* Kaynak
Cihangir Öztürk admin

Tarih: 30.05.2012 00:00

DEVLET GELENEĞİNDEN GELMEYEN BAŞBAKAN

Facebook Twitter Linked-in

DEVLET GELENEĞİNDEN GELMEYEN BAŞBAKAN
 
Bu ülkede en küçük derecede dahi devlet memuru olmak kişilere bir terbiye, bir toplumsal ahlak, bir düzgün duruş yüklemektedir. En küçük ünvanlı memur bile çevresine karşı, büyüğüne küçüğüne karşı bir sorumluluk duygusuyla hareket etmeyi öğrenir.
 
Öğretmenlik, doktorluk, valilik, kaymakamlık, hakim ve savcılık gibi bazı mesleklerde ise mesleğe başlamadan toplumla olan ilişkiler daha okulunda iken öğretilir. Bu meslekleri icra edenler meslek yaşamları içerisinde bu terbiyeyi daha da pekiştirirler.
 
Ticarette de belki gereklidir. Ama zorunlu değildir. Bir ticarethane sahibi için öncelikli olan şey kazancını artırmadır. Bunu yaparken bir yandan müşteri tutmak için belki nazik bir dil ve davranış sergileyebilir. Ama fırsat bulunca da kazancı için bütün değerleri altüst edebilir.

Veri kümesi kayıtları
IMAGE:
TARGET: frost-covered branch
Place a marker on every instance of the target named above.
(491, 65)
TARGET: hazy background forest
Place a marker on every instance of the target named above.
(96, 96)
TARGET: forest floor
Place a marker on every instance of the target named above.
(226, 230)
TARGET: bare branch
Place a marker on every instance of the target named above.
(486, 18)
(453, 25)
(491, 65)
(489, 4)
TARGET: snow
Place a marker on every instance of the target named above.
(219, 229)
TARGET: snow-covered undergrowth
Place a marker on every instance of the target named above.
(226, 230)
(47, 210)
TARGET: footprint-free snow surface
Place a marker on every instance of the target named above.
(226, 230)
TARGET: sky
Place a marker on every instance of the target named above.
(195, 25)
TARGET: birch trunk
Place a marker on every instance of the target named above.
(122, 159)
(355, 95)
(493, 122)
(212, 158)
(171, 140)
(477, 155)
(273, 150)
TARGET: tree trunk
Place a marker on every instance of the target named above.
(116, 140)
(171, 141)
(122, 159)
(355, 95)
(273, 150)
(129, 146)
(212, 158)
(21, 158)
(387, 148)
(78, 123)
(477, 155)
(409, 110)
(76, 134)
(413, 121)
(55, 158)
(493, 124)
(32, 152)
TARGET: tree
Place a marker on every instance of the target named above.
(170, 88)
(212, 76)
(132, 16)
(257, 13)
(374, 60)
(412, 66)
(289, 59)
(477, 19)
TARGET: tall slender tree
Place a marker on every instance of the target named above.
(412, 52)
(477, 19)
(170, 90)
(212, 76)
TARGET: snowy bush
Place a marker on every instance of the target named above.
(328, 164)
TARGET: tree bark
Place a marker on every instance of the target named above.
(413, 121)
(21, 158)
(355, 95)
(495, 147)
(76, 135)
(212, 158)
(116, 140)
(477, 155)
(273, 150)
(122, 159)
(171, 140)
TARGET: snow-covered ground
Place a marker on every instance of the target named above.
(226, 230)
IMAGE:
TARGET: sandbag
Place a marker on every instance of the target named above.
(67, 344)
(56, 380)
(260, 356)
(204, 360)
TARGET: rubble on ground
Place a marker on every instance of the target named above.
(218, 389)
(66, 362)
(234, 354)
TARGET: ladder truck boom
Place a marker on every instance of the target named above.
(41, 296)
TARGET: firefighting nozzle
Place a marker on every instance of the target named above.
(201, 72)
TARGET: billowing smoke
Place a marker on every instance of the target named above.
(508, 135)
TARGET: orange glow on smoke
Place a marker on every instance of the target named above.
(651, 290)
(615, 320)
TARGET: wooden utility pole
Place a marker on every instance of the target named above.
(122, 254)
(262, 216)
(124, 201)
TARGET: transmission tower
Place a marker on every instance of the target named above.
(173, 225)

* Görev ayrıntıları
Devlet geleneğinden gelmeyen başbakan üzerine yazıyı son cümlesinden sonra sürdürün. Bu kayıtlara ihtiyaç yoktur.

* Alıştırma sonucu
 
Bunu şunun için anlatma gereksinimi duydum:
 
Bu zamana kadar gelen tüm başbakanlar uzun yıllar devlet memurluğu yapmış, birçoğu bu devlet memurluğundan sonra milletvekili olmuş ve daha sonra BAŞBAKAN olmuşlardır.
 
Bu geleneğin dışında olan tek başbakan Recep Tayyip ERDOĞAN’dır.
 
Sayın başbakanın belki de bu kadar abuk-subuk konuşmaları, bu denli pervasız hareketleri, toplumu ve muhalefeti hiçe sayan tavır ve davranışları belki de bu devlet terbiyesi eksikliğinden olabilir.
 
Sayın Başbakanın belediye başkanlığı da bir çeşit işletme yönetimi gibidir.
 
Düşünün hele, bir tarafta Sayın Başbakanın sözümona eleştirdiği Atatürk ve İnönü dönemi, yani cumhuriyetin kuruluş yılları, yani yokluk, yoksulluk yılları; Atatürk’e soruyorlar “Paşam, milletvekili maaşlarını düzenliyoruz. Ücretleri ne kadar yapalım?” Paşa cevap veriyor: “Öğretmen maaşlarını geçmesin.”
 
Şimdi bu devlet terbiyesinden gelmeyen başbakana soruyorlar “Padişahım, öğretmen maaşlarını ne kadar yapalım?” Padişah efendimiz buyuruyorlar:” Yüzde üçten fazla zinhar verilmeye. Hak mak isteyen olursa basın copu. Verin gazı ağızlarına burunlarına.”
 
Bu devlet terbiyesinden gelmeyen sayın Padişah efendi buyuruyorlar; “ herkes en az üç çocuk yapmalı.”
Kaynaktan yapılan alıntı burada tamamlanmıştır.